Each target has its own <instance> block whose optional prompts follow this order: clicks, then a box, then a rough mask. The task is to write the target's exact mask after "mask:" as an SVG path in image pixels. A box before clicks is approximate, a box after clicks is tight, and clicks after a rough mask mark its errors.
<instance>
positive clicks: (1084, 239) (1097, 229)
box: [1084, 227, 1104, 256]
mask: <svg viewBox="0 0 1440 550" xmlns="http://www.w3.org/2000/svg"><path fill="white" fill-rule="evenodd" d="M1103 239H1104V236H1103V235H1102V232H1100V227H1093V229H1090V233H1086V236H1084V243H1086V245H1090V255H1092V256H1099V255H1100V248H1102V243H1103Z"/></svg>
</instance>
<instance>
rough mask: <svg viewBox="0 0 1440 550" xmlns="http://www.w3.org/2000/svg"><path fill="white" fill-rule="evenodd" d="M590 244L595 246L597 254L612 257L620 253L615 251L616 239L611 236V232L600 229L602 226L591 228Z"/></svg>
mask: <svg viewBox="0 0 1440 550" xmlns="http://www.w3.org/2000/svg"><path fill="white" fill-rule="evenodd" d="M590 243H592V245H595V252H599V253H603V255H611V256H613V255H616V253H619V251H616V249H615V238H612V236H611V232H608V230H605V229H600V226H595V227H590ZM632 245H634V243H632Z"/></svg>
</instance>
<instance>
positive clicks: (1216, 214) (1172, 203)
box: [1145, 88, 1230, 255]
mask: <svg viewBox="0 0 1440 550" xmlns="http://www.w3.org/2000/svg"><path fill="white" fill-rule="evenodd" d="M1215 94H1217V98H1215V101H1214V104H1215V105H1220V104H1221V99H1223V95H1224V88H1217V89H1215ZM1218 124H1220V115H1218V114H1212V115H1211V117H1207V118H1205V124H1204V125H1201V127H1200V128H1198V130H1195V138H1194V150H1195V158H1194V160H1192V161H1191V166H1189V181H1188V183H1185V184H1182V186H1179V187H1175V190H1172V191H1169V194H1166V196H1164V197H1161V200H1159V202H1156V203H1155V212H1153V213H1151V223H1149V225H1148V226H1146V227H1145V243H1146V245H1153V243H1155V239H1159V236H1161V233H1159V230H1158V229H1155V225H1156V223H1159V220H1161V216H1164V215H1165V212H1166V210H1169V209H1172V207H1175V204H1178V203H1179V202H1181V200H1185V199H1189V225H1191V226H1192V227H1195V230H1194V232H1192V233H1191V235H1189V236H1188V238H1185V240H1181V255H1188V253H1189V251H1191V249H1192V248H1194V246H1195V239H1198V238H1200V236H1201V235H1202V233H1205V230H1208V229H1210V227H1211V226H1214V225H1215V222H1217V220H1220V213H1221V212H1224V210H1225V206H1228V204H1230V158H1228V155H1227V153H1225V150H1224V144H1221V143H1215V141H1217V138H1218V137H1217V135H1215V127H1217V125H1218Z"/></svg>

## What needs to be done:
Reproduce all of the data above line for line, with no changes.

## The completed task:
Each target has its own <instance> block whose optional prompts follow this order: clicks, then a box, then a rough mask. The task is to write the target's exact mask after "mask:" as an SVG path in image pixels. A box before clicks is approximate, a box after clicks is tight, and clicks after a rough mask mark its errors.
<instance>
positive clicks: (1084, 239) (1097, 229)
box: [1084, 227, 1104, 256]
mask: <svg viewBox="0 0 1440 550" xmlns="http://www.w3.org/2000/svg"><path fill="white" fill-rule="evenodd" d="M1103 239H1104V236H1103V235H1102V232H1100V227H1093V229H1090V233H1086V236H1084V243H1086V245H1090V255H1092V256H1099V255H1100V248H1102V243H1103Z"/></svg>
</instance>
<instance>
rough mask: <svg viewBox="0 0 1440 550" xmlns="http://www.w3.org/2000/svg"><path fill="white" fill-rule="evenodd" d="M590 244L595 246L597 254L612 257L620 253L615 251L616 239L611 236V232L600 229L602 226L591 228Z"/></svg>
mask: <svg viewBox="0 0 1440 550" xmlns="http://www.w3.org/2000/svg"><path fill="white" fill-rule="evenodd" d="M590 243H592V245H595V252H599V253H603V255H611V256H613V255H616V253H619V251H616V249H615V238H612V236H611V232H608V230H605V229H600V226H595V227H590ZM632 245H634V243H632Z"/></svg>
</instance>
<instance>
positive clicks: (1216, 214) (1172, 203)
box: [1145, 88, 1230, 255]
mask: <svg viewBox="0 0 1440 550" xmlns="http://www.w3.org/2000/svg"><path fill="white" fill-rule="evenodd" d="M1215 94H1217V98H1215V101H1214V104H1215V105H1220V104H1221V99H1223V95H1224V88H1217V89H1215ZM1218 124H1220V115H1218V114H1212V115H1211V117H1207V118H1205V124H1204V125H1201V127H1200V128H1198V130H1195V138H1194V150H1195V158H1194V160H1192V161H1191V166H1189V181H1188V183H1185V184H1182V186H1179V187H1175V190H1172V191H1169V194H1166V196H1164V197H1161V200H1159V202H1156V203H1155V212H1153V213H1151V223H1149V225H1148V226H1146V227H1145V243H1146V245H1153V243H1155V239H1159V236H1161V233H1159V230H1158V229H1155V225H1156V223H1159V220H1161V216H1164V215H1165V212H1166V210H1169V209H1172V207H1175V204H1178V203H1179V202H1181V200H1185V199H1189V225H1191V226H1192V227H1195V230H1194V232H1192V233H1191V235H1189V236H1188V238H1185V240H1181V255H1188V253H1189V251H1191V249H1192V248H1194V246H1195V239H1198V238H1200V236H1201V235H1202V233H1205V230H1208V229H1210V227H1211V226H1214V225H1215V222H1217V220H1220V213H1221V212H1224V210H1225V206H1228V204H1230V158H1228V155H1227V153H1225V150H1224V144H1221V143H1215V141H1217V138H1218V137H1217V135H1215V127H1217V125H1218Z"/></svg>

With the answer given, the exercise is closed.